*Required work*:
The answer must be an exact reproduction of the lines from the start of the records below through the line containing "Query: <item>rear wheel", and nothing more.

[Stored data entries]
• • • •

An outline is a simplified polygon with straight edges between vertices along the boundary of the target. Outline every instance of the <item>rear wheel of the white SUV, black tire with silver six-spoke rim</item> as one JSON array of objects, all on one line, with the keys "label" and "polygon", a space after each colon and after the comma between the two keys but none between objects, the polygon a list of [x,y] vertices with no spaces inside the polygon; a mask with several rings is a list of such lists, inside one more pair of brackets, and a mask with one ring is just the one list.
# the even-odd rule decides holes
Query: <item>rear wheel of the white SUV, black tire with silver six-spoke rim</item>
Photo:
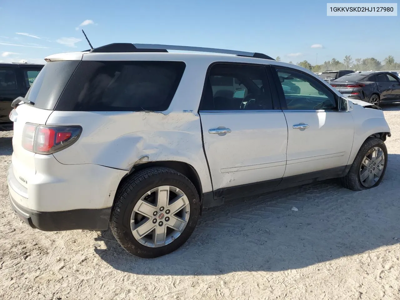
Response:
[{"label": "rear wheel of the white SUV, black tire with silver six-spoke rim", "polygon": [[148,168],[128,177],[118,189],[110,227],[130,254],[155,258],[188,240],[199,213],[198,192],[186,176],[170,168]]}]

• • • •

*The completed task*:
An outline is a simplified polygon with straight edges between vertices along the boundary of the target. Outline every instance of the <item>rear wheel of the white SUV, black tire with silver six-spoke rim</item> as one JSON array of objects, all on one line, with the keys "label" and "polygon", a space after each colon and after the comma between the two keys but none between objects, the polygon a list of [x,y] vertices with no spaces inside the polygon; a mask with several rings is a list of such lists, inside one more pair of brackets, and a mask with one ring is just the one list.
# the even-odd rule decides holes
Query: <item>rear wheel of the white SUV, black tire with silver six-spoke rim</item>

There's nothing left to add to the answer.